The task: Render the records as a JSON list of strings, one string per line, from the first line of the records through the line containing "113 106 L 114", skipping blank lines. Leave out the pictures.

(Dataset entries)
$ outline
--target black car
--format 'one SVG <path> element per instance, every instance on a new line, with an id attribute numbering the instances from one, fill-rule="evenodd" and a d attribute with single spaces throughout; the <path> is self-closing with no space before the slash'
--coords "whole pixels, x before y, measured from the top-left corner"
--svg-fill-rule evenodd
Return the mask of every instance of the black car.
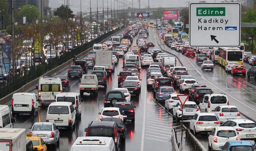
<path id="1" fill-rule="evenodd" d="M 122 130 L 119 129 L 115 121 L 92 121 L 88 127 L 85 129 L 86 136 L 102 136 L 110 137 L 113 139 L 115 143 L 116 151 L 120 150 L 120 140 L 119 133 Z"/>
<path id="2" fill-rule="evenodd" d="M 87 73 L 88 67 L 86 61 L 83 60 L 77 60 L 75 61 L 74 65 L 80 65 L 82 67 L 83 70 L 84 70 L 84 73 Z"/>
<path id="3" fill-rule="evenodd" d="M 113 106 L 114 107 L 119 107 L 123 112 L 124 120 L 126 119 L 130 119 L 132 122 L 135 121 L 135 110 L 134 108 L 136 106 L 132 105 L 132 104 L 129 102 L 116 102 Z"/>
<path id="4" fill-rule="evenodd" d="M 115 103 L 117 102 L 126 101 L 125 95 L 123 92 L 120 91 L 110 91 L 106 95 L 103 95 L 103 97 L 105 97 L 104 107 L 113 106 Z"/>
<path id="5" fill-rule="evenodd" d="M 121 87 L 127 88 L 130 93 L 135 94 L 136 96 L 138 96 L 140 92 L 140 89 L 135 81 L 125 81 L 122 83 Z"/>
<path id="6" fill-rule="evenodd" d="M 92 72 L 93 74 L 96 74 L 98 80 L 98 84 L 107 88 L 107 76 L 104 71 L 94 71 Z"/>
<path id="7" fill-rule="evenodd" d="M 200 103 L 201 100 L 205 94 L 212 94 L 213 91 L 212 89 L 207 87 L 198 87 L 195 89 L 195 92 L 191 93 L 189 96 L 191 98 L 190 101 L 193 101 L 198 105 Z"/>
<path id="8" fill-rule="evenodd" d="M 101 121 L 115 121 L 117 124 L 118 129 L 119 131 L 119 135 L 123 140 L 125 140 L 125 135 L 126 134 L 126 127 L 124 123 L 123 120 L 119 118 L 115 117 L 108 117 L 107 118 L 103 118 L 101 120 Z M 121 129 L 121 130 L 120 130 Z"/>

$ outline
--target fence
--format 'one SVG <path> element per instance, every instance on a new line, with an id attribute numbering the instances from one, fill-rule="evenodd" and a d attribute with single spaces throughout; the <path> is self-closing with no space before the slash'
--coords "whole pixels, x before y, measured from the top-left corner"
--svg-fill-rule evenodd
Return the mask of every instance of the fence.
<path id="1" fill-rule="evenodd" d="M 74 55 L 77 55 L 91 47 L 94 44 L 100 42 L 124 27 L 123 26 L 121 29 L 117 28 L 96 39 L 72 49 L 70 52 L 67 52 L 59 57 L 50 59 L 48 63 L 43 63 L 36 66 L 32 66 L 29 70 L 26 70 L 21 74 L 13 76 L 3 81 L 0 83 L 0 98 L 4 97 L 47 71 L 66 62 Z"/>

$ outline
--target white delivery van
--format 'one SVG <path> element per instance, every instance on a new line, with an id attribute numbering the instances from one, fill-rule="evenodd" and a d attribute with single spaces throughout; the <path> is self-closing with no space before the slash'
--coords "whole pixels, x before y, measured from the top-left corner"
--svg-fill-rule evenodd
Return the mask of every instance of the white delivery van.
<path id="1" fill-rule="evenodd" d="M 59 93 L 55 96 L 54 102 L 71 102 L 75 111 L 75 117 L 81 116 L 82 107 L 80 93 L 72 92 Z"/>
<path id="2" fill-rule="evenodd" d="M 111 137 L 87 136 L 78 137 L 71 147 L 70 151 L 115 151 Z"/>
<path id="3" fill-rule="evenodd" d="M 54 123 L 57 127 L 72 129 L 75 121 L 75 112 L 71 102 L 53 102 L 48 107 L 46 122 Z"/>
<path id="4" fill-rule="evenodd" d="M 33 93 L 15 93 L 12 95 L 11 110 L 12 116 L 19 114 L 29 114 L 34 116 L 38 111 L 38 103 L 36 94 Z"/>
<path id="5" fill-rule="evenodd" d="M 113 46 L 119 46 L 121 42 L 121 38 L 120 36 L 112 36 L 110 38 L 110 40 L 112 41 Z"/>
<path id="6" fill-rule="evenodd" d="M 165 57 L 163 58 L 163 65 L 173 65 L 175 66 L 176 65 L 176 58 L 173 57 Z"/>
<path id="7" fill-rule="evenodd" d="M 95 44 L 93 45 L 93 50 L 94 51 L 98 50 L 102 50 L 102 44 Z"/>
<path id="8" fill-rule="evenodd" d="M 44 76 L 40 78 L 38 89 L 39 103 L 50 104 L 53 102 L 55 95 L 62 92 L 61 80 L 57 77 Z"/>
<path id="9" fill-rule="evenodd" d="M 0 105 L 0 128 L 13 128 L 15 118 L 11 117 L 9 106 Z"/>

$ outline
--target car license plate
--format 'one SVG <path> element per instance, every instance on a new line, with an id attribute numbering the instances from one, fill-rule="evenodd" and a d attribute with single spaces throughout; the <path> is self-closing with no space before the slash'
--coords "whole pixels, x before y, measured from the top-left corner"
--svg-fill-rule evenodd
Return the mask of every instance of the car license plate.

Written reply:
[
  "$ outline",
  "--target black car",
  "--format 'one SVG <path> element per instance, every instance on a new line, with an id attribute numbering the instances from one, fill-rule=\"evenodd\" and a d attribute with single spaces throughout; the <path> is self-closing with no space before the slash'",
  "--coords \"whole pixels, x before y, measured from the top-left corner\"",
  "--svg-fill-rule evenodd",
  "Return the mask of every instance of the black car.",
  "<path id=\"1\" fill-rule=\"evenodd\" d=\"M 122 130 L 119 129 L 115 121 L 92 121 L 88 127 L 85 129 L 86 136 L 102 136 L 110 137 L 113 139 L 115 143 L 116 151 L 120 150 L 120 140 L 119 133 Z\"/>",
  "<path id=\"2\" fill-rule=\"evenodd\" d=\"M 87 73 L 88 67 L 86 61 L 83 60 L 77 60 L 75 61 L 74 65 L 80 65 L 82 67 L 83 70 L 84 70 L 84 73 Z\"/>",
  "<path id=\"3\" fill-rule=\"evenodd\" d=\"M 113 106 L 114 107 L 119 107 L 123 112 L 124 120 L 126 119 L 130 119 L 132 122 L 135 121 L 135 110 L 134 108 L 136 106 L 132 105 L 132 104 L 129 102 L 116 102 Z\"/>"
]